Job: Copy out all the records below, changing every "locate" to "mark" and keeping everything else the same.

The records:

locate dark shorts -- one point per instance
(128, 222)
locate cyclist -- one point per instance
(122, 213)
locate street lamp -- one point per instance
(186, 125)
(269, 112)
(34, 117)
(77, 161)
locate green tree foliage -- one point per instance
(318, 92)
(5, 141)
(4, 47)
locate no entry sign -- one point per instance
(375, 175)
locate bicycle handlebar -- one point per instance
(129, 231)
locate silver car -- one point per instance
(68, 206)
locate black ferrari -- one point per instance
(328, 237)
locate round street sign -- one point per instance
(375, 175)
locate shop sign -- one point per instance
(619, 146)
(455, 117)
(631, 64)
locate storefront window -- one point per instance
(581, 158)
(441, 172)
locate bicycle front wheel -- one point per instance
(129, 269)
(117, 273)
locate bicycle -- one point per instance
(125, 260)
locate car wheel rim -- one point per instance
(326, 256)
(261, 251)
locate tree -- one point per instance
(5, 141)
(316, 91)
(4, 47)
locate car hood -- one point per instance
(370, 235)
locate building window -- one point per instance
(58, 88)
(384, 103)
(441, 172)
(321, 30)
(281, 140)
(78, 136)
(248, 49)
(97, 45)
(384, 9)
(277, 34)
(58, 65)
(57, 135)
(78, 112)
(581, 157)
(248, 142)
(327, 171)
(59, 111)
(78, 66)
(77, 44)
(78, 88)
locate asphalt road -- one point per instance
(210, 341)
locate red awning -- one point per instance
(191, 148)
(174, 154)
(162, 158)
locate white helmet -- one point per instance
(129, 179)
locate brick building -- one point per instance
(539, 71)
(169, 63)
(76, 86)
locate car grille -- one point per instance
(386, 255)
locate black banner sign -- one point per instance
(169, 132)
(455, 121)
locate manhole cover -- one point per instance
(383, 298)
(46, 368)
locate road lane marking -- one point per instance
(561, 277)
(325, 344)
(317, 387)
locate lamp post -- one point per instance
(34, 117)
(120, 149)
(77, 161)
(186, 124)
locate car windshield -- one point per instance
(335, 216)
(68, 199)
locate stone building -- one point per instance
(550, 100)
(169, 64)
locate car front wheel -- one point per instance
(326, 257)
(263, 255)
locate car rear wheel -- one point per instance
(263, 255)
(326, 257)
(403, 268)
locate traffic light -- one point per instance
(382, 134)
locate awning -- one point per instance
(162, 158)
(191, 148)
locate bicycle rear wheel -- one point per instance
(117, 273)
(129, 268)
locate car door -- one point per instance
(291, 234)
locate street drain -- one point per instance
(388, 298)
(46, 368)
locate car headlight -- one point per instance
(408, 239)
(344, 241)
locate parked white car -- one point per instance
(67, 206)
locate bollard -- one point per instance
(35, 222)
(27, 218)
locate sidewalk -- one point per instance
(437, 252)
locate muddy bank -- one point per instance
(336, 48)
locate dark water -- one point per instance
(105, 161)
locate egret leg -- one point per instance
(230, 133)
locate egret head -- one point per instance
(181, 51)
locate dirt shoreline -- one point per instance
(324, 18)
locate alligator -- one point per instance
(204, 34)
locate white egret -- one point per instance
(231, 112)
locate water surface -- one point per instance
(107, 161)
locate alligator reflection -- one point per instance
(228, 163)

Written response:
mark dark shorts -- one point per instance
(128, 222)
mark cyclist -- one point per instance
(122, 213)
mark street lamp -- one point per instance
(186, 125)
(269, 112)
(34, 117)
(77, 161)
mark green tree foliage -- one point per instance
(318, 92)
(5, 141)
(4, 47)
mark no entry sign -- one point per instance
(375, 175)
mark bicycle handlebar -- one point per instance
(129, 231)
mark silver car -- one point per instance
(68, 206)
mark black ferrari -- one point per instance
(328, 237)
mark round street sign -- one point per instance
(375, 175)
mark shop sign -- one point per instance
(619, 146)
(455, 117)
(631, 64)
mark storefront window -- one point per instance
(581, 158)
(441, 172)
mark bicycle front wheel -- one point per instance
(129, 269)
(117, 273)
mark bicycle -- one point per instance
(125, 260)
mark car wheel rim -- one point per instance
(326, 256)
(261, 251)
mark tree -- one point per instance
(5, 141)
(316, 91)
(4, 47)
mark car hood -- one point per instance
(370, 235)
mark building window -- one point per instance
(58, 88)
(384, 103)
(441, 172)
(321, 30)
(281, 140)
(78, 136)
(248, 49)
(97, 45)
(384, 9)
(277, 34)
(58, 65)
(57, 135)
(78, 112)
(581, 157)
(248, 142)
(327, 171)
(59, 111)
(78, 66)
(77, 44)
(78, 88)
mark asphalt road -- one point per instance
(210, 341)
mark red awning -- one point per instance
(191, 148)
(174, 154)
(162, 158)
mark white helmet -- one point per instance
(129, 179)
mark brick building -- one point per instance
(539, 71)
(169, 63)
(76, 86)
mark car grille -- one point per instance
(386, 255)
mark black banner sign -- one point per instance
(169, 132)
(455, 121)
mark manhole cover -- one point per instance
(383, 298)
(46, 368)
mark road lane marking -- one point per instance
(561, 277)
(325, 344)
(317, 387)
mark lamp post -- one point per instance
(34, 117)
(120, 149)
(77, 161)
(186, 124)
mark car windshield -- one point per instance
(335, 216)
(68, 199)
mark stone building -- one point per instance
(550, 100)
(169, 64)
mark car front wheel -- one point per instance
(326, 257)
(263, 255)
mark car rear wheel -- one point per instance
(263, 255)
(326, 257)
(403, 268)
mark traffic light -- one point per instance
(382, 134)
mark awning -- one point per instance
(162, 158)
(191, 148)
mark bicycle rear wheel -- one point per instance
(117, 273)
(129, 268)
mark car door -- one point per instance
(291, 234)
mark street drain -- one point per instance
(388, 298)
(46, 368)
mark car headlight -- one point per instance
(408, 239)
(344, 241)
mark parked white car -- one point per instance
(67, 206)
mark bollard -- one point per instance
(35, 222)
(27, 218)
mark sidewalk -- one point per instance
(437, 252)
mark muddy bank -- one point per instance
(336, 48)
mark dark water -- one point per instance
(105, 161)
mark egret leg -- one point per instance
(230, 133)
mark egret head -- one point per instance
(181, 51)
mark dirt shoreline -- one point per instance
(324, 18)
mark alligator -- one point per instance
(204, 34)
mark white egret -- one point per instance
(231, 112)
mark water surface -- one point per instance
(107, 161)
mark alligator reflection -- one point per instance
(228, 163)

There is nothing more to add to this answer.